MATERIAL SUPPLIED
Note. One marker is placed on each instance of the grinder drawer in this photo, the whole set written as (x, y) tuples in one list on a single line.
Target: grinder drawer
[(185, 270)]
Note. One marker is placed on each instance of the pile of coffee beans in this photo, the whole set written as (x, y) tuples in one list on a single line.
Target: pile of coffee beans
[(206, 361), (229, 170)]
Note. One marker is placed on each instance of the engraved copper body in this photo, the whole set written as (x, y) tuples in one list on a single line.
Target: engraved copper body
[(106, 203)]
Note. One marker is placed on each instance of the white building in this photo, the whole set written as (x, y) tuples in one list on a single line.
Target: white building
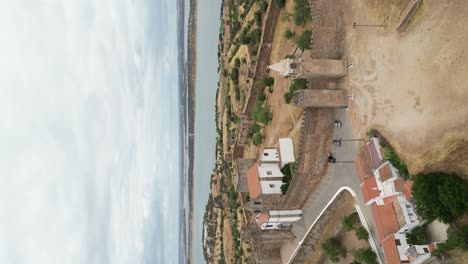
[(277, 219)]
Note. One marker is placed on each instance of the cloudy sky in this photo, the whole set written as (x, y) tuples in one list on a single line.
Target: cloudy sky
[(89, 128)]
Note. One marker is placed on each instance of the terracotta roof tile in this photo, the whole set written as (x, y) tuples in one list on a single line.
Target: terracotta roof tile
[(385, 172), (399, 184), (369, 189), (262, 218), (385, 219), (391, 250), (407, 189), (253, 182)]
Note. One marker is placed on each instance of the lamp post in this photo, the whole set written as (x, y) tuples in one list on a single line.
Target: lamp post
[(355, 25)]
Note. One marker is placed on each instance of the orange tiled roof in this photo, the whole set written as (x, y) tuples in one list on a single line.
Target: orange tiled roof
[(253, 182), (364, 163), (385, 172), (385, 219), (262, 218), (369, 189), (407, 189), (391, 250)]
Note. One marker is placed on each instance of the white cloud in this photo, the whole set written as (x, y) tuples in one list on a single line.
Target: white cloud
[(89, 158)]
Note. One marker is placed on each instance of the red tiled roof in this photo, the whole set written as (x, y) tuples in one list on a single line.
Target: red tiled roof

INSTRUCTIONS TO FOLLOW
Leave out the pictures and output every record above precisely as given.

EXERCISE OUTPUT
Note. One marker is placed on each instance of the grinder drawer in this photo, the whole set written as (x, y) tuples in one list on a single line.
Target: grinder drawer
[(185, 270)]
Note. One marker is placed on each instance of the pile of coffee beans in this photo, the whole set written as (x, y) tuples in one list on a single line.
Target: pile of coffee beans
[(206, 361), (229, 170)]
Note. One marker is placed on each instance of the engraved copper body in this photo, the whole set written as (x, y) tuples in one list on a single line.
Target: engraved copper body
[(106, 203)]
Note. One marker is placed on each instance of the white building in this photo, the whole set written as (x, y) tuples in one list on a single line.
Target: white building
[(277, 219)]
Note. One marker is placed on each instance of the cloudy sky in this photo, the whole set written as (x, y) tuples in one list on a single line.
Target: cloudy sky
[(89, 128)]
Note. One marker is placed on each instance of the terracotta roof tile in this photo, the whole set written as (x, y) tuples in one list on a single line.
Target: terracotta roof tile
[(385, 172), (399, 184), (369, 189), (262, 218), (385, 219), (391, 250), (407, 189), (253, 182)]
Note. One marker is placed on each instance of the lamp post in this photo, the whole set written as (x, y) tuples in one list on a single line.
Target: lamp post
[(355, 25)]
Note. One marker is placed on each instance of the orange tiled roof in this photo, the whole set written as (x, y) tuples in one list on a single line.
Target: orange tiled roof
[(253, 182), (364, 163), (385, 172), (385, 219), (262, 218), (369, 189), (407, 189), (391, 250)]
Note. One marker is placed on each instance of the white cloud in this photo, the whole set written as (x, y) tuples in one list on a single line.
Target: white cloud
[(89, 158)]
Note. One marker is placed on each instance of the red tiled roof in this photo, the whole set written as (x, y) tuples in one list on a single line.
Target: red tiled roof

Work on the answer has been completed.